### Text passage
--------

(WASHINGTON) — The fire that killed 34 people aboard the dive boat Conception in 2019 near Santa Cruz Island in California started in a plastic trash can on the main deck, according to a new report by the Los Angeles Times.
The newspaper said it reviewed a 197-page confidential report prepared by investigators with the federal Bureau of Alcohol, Tobacco, Firearms and Explosives (ATF). Investigators from other agencies previously speculated that the fire most likely was caused by lithium-ion batteries aboard the 75-foot wooden-hull boat.
To come to their conclusion, ATF investigators reportedly built a full-scale mock-up of Conception’s middle deck and conducted a series of burn tests.
The fire started in the pre-dawn hours on Sept. 2, 2019, as Conception was anchored off the island. Thirty-three passengers and one crewmember were trapped below the main deck and died in the fire. Five crewmembers who were asleep on the top deck escaped the flames and survived.

--------

### Data supplied
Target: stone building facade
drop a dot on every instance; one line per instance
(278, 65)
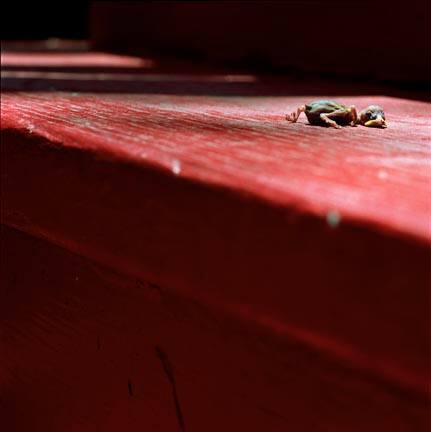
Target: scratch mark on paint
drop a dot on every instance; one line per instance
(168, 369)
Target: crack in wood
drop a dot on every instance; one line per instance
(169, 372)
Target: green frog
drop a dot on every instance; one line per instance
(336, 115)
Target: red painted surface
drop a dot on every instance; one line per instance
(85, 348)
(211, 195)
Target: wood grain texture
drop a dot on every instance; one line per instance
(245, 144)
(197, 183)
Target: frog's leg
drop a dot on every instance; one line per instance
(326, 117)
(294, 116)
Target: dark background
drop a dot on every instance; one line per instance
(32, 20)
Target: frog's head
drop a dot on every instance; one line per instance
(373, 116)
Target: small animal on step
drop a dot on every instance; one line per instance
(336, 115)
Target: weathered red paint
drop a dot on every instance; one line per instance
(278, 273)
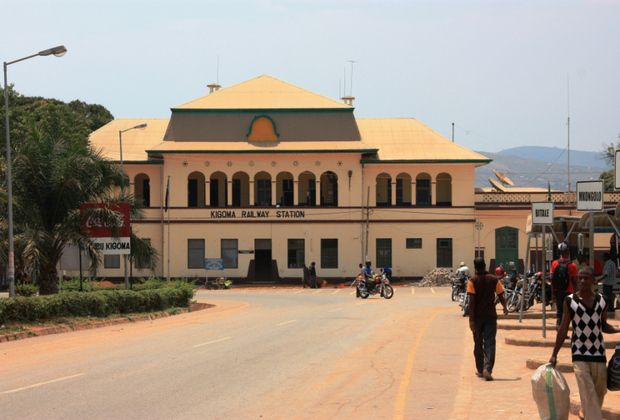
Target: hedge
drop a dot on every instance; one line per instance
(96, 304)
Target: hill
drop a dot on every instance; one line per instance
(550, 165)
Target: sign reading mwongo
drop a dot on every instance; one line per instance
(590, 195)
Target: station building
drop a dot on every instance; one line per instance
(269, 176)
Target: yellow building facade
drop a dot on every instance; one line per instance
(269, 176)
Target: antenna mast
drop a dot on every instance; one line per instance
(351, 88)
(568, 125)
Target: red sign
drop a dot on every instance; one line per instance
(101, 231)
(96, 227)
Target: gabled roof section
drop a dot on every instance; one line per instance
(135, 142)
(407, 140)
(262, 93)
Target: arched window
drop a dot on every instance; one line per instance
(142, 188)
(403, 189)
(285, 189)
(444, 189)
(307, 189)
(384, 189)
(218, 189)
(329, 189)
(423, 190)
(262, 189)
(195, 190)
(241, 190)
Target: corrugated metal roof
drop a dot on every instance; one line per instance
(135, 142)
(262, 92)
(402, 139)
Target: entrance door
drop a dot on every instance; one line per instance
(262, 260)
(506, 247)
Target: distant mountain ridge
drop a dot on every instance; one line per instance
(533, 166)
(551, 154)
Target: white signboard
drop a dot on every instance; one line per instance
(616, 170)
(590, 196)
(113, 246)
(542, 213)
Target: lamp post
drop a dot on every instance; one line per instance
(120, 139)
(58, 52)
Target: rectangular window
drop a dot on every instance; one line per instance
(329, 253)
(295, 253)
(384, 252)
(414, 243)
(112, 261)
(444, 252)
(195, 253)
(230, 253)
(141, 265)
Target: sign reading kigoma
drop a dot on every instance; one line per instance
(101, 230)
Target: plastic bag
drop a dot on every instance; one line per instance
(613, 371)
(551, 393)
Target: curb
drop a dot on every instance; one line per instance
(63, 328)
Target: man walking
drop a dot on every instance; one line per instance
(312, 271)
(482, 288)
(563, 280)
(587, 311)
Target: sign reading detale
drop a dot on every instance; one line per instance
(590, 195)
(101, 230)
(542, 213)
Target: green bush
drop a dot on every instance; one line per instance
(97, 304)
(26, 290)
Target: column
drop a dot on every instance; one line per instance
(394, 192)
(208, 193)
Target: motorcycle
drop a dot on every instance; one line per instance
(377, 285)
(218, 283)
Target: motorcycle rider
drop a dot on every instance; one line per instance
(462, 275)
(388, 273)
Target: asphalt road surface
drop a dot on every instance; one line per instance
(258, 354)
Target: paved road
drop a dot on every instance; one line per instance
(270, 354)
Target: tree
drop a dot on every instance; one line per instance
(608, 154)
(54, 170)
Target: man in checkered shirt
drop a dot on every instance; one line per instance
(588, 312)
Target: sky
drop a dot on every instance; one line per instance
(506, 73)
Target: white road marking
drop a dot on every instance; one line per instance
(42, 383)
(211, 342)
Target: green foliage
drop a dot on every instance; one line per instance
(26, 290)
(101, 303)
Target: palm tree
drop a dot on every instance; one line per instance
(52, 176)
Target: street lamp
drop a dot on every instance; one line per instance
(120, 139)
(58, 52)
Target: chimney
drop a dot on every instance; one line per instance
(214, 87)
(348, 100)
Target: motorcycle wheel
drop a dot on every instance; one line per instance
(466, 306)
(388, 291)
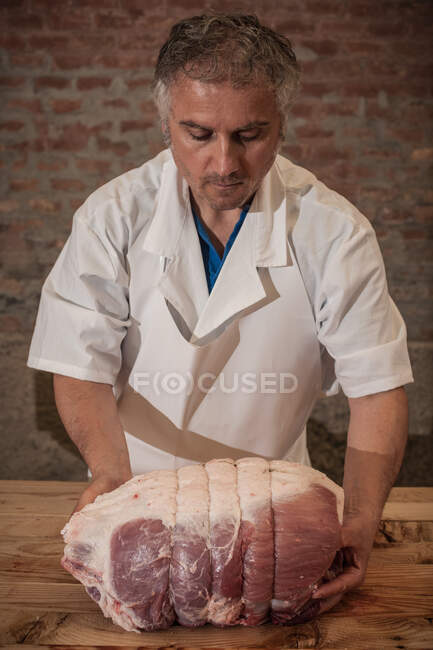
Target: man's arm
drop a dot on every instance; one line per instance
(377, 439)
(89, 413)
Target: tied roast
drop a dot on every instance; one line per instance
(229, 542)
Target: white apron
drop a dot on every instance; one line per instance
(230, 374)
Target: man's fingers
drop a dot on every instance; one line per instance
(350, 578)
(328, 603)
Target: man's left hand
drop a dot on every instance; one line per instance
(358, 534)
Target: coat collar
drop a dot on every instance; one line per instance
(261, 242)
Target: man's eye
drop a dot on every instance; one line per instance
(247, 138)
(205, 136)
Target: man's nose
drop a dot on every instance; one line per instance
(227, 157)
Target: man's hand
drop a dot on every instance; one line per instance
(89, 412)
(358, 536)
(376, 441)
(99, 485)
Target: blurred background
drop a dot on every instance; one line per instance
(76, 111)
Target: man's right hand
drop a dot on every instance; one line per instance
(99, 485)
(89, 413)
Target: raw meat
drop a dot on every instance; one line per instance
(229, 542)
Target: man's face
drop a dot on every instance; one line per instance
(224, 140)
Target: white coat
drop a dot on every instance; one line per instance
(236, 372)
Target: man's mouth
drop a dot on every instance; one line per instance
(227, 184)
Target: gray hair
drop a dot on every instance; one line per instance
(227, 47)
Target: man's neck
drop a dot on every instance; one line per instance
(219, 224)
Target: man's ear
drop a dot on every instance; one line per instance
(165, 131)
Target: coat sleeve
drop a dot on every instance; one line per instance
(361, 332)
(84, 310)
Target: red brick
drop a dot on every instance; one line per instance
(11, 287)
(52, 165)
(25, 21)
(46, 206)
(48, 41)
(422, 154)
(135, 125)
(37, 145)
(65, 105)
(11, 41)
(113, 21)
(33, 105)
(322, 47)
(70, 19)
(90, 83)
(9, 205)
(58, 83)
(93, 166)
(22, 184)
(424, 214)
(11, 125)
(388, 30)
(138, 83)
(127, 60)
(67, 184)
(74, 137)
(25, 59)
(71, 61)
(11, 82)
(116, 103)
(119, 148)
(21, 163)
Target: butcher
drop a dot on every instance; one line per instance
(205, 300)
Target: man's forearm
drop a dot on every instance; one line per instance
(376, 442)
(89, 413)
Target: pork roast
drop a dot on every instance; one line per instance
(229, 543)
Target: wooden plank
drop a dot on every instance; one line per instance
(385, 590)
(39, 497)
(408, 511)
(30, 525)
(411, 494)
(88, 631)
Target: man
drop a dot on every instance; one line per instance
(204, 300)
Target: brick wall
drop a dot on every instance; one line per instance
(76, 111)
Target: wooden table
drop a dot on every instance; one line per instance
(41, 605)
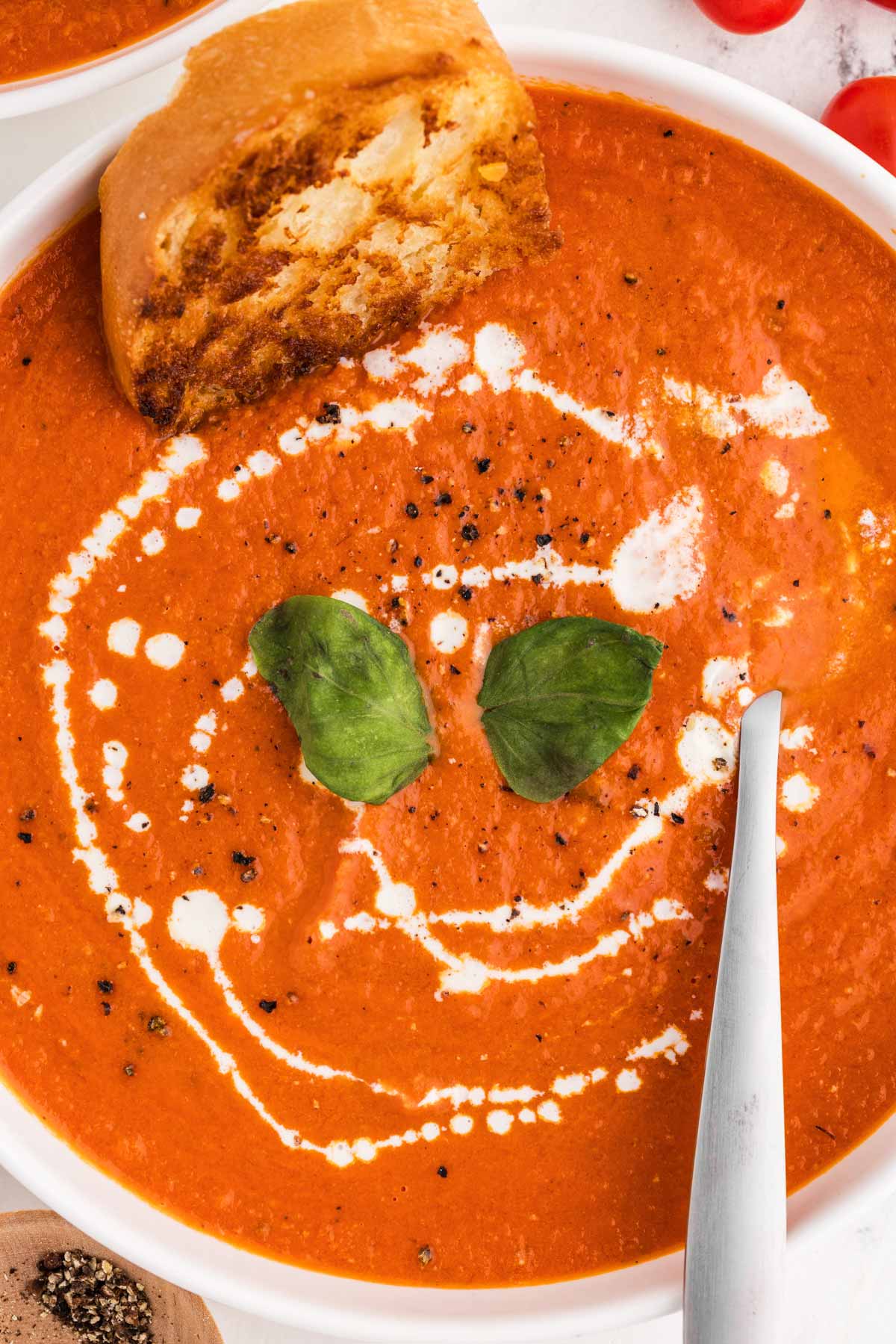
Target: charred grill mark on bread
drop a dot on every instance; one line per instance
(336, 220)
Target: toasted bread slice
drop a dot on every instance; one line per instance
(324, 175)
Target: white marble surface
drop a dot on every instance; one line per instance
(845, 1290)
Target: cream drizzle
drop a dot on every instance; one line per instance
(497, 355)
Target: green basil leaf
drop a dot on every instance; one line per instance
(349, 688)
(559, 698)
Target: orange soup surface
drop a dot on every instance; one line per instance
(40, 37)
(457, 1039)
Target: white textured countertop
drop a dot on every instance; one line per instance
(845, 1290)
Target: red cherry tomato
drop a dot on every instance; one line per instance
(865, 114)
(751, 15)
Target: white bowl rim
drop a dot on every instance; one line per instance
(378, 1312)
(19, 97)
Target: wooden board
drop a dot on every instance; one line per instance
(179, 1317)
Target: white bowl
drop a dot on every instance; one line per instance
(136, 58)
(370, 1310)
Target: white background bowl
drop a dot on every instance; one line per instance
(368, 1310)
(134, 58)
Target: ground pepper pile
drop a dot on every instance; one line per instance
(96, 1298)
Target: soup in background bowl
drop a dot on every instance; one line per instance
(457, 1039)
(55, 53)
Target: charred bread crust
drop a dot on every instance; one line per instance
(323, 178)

--------

### Task directions
Pick up the article on the Conception dive boat fire where it ends, after its last sentence. The rows have nothing to do with what follows.

### Answer to this exercise
An investigation by the National Transportation Safety Board (NTSB) focused on charging areas where divers plugged in lithium-ion batteries used for electronics. The agency was unable to conclusively determine what caused the fire, however, saying it most likely was caused by “the electrical distribution system of the vessel, unattended batteries being charged, improperly discarded smoking materials, or another undetermined ignition source.”
The ATF said it found no evidence to support that the fire started where lithium batteries had been charging, although it noted that such batteries can ignite when they malfunction, the Times reported. The agency did not say what might have ignited the fire in the trash can.